▶ _WORK REQUEST_
Each line from the one holding "occurrences of windshield" to the end of the data below must be output verbatim, with no other lines.

▶ _INFORMATION GIVEN_
.....
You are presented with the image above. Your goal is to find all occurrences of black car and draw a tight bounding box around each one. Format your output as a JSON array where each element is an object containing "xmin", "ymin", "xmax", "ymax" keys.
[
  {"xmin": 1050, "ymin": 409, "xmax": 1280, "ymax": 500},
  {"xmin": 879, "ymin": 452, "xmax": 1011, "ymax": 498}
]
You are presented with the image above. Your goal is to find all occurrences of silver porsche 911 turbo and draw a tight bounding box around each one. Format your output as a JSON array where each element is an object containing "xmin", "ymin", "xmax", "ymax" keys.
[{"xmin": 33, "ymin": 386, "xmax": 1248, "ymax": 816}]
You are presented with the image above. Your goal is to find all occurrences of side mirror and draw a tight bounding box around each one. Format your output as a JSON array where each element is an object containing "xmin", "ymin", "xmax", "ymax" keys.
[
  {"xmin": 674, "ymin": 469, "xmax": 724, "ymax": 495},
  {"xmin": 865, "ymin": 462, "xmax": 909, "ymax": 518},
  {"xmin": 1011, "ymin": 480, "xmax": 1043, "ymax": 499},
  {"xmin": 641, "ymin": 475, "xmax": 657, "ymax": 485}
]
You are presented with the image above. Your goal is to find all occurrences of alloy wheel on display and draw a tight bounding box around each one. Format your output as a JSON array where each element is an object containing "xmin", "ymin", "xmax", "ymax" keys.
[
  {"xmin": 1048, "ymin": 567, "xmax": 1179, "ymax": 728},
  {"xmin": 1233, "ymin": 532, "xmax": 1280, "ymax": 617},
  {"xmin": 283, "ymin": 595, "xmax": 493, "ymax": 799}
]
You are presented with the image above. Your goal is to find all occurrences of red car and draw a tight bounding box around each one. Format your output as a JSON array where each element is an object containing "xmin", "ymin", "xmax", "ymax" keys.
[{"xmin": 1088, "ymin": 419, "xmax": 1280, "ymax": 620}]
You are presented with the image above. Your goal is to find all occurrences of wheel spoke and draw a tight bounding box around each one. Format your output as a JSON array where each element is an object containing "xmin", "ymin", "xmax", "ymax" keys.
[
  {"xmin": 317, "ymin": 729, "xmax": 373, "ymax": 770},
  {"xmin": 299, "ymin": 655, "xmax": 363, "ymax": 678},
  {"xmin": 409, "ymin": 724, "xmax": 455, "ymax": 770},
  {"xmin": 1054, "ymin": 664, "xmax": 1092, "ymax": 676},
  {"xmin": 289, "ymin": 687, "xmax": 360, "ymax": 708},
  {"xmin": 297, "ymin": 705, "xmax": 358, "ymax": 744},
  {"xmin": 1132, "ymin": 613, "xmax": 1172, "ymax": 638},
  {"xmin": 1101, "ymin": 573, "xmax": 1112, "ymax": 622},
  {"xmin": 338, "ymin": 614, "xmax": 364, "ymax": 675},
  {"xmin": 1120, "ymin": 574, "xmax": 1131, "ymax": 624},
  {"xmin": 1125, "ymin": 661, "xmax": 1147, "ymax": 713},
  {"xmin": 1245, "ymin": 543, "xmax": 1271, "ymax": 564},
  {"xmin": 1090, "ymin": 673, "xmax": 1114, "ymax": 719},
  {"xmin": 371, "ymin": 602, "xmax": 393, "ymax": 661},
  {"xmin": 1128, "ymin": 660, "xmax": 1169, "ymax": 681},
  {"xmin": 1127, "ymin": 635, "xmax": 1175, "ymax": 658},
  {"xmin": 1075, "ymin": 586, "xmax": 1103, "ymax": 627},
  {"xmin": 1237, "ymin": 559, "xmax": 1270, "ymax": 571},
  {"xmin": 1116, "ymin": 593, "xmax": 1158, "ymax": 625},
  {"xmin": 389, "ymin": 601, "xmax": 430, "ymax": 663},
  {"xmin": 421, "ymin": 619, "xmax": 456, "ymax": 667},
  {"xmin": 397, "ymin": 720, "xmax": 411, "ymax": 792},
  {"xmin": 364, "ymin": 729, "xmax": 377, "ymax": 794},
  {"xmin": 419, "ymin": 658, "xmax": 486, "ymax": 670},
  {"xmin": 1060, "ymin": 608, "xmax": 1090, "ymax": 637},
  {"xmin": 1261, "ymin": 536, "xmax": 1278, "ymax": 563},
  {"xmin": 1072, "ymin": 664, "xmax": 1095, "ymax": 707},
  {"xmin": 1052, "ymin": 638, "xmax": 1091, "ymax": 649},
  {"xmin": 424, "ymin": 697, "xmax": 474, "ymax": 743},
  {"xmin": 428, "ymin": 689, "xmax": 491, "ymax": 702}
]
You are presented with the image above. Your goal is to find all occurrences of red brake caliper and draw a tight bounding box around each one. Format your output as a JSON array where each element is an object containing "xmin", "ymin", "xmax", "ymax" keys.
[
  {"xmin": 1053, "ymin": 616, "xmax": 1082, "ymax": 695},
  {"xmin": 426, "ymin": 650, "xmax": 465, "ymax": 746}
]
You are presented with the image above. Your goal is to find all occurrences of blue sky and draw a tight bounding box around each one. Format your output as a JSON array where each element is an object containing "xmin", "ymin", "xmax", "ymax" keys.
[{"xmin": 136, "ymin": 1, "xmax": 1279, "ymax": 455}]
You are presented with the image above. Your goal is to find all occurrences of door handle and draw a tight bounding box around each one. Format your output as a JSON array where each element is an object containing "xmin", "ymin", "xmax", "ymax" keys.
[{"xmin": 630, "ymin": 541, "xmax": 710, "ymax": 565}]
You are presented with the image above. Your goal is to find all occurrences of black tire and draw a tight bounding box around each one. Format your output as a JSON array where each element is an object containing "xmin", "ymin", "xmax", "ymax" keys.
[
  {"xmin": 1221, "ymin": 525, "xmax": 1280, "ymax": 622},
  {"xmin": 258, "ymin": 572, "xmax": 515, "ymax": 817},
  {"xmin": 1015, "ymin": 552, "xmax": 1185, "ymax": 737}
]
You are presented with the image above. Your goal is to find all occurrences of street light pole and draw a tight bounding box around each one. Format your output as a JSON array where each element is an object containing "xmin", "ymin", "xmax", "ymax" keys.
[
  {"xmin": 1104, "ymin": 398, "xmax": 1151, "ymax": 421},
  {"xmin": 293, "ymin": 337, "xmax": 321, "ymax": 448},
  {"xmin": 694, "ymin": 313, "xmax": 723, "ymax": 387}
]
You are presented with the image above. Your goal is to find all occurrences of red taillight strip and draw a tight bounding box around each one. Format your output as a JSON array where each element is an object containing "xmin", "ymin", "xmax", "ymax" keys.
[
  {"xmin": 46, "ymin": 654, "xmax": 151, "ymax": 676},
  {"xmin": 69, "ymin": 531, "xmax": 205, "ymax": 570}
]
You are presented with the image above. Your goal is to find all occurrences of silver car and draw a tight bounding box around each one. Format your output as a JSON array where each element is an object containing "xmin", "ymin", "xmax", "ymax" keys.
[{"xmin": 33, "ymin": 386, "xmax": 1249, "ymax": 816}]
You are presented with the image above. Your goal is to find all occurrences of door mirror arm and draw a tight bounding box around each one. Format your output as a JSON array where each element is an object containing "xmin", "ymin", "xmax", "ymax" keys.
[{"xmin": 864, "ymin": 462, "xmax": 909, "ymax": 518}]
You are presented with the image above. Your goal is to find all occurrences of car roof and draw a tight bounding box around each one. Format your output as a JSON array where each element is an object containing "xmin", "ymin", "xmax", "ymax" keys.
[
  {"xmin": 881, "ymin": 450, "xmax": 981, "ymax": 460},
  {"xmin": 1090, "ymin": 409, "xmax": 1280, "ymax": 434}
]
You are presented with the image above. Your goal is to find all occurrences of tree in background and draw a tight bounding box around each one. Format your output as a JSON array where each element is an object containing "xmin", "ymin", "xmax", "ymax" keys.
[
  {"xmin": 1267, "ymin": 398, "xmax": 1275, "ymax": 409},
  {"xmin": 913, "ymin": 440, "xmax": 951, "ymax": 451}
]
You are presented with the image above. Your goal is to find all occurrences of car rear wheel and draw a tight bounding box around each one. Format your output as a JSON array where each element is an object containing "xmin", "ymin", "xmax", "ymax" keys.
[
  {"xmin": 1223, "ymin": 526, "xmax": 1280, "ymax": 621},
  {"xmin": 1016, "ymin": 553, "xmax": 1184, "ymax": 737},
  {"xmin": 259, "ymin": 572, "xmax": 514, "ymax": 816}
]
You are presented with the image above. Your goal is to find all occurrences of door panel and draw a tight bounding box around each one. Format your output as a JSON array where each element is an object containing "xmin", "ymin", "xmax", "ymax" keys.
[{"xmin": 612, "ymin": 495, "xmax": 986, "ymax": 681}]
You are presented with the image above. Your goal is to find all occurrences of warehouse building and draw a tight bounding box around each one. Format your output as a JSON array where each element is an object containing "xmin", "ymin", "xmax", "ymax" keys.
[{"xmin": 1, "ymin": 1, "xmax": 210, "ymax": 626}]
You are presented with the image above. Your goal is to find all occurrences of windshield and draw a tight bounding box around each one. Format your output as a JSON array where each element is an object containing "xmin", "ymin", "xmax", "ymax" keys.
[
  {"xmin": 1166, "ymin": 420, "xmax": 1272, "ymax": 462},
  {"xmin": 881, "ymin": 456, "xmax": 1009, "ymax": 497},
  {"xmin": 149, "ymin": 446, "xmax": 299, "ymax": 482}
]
.....
▶ _TASK ANSWER_
You are presented with the image above. Your goal is to find all occurrences of windshield and draw a tight bounding box around each one. Format your output as a JSON array where each element is an object containing "xmin", "ymin", "xmax", "ymax" keys.
[
  {"xmin": 1166, "ymin": 420, "xmax": 1272, "ymax": 462},
  {"xmin": 881, "ymin": 456, "xmax": 1009, "ymax": 497},
  {"xmin": 149, "ymin": 446, "xmax": 299, "ymax": 482}
]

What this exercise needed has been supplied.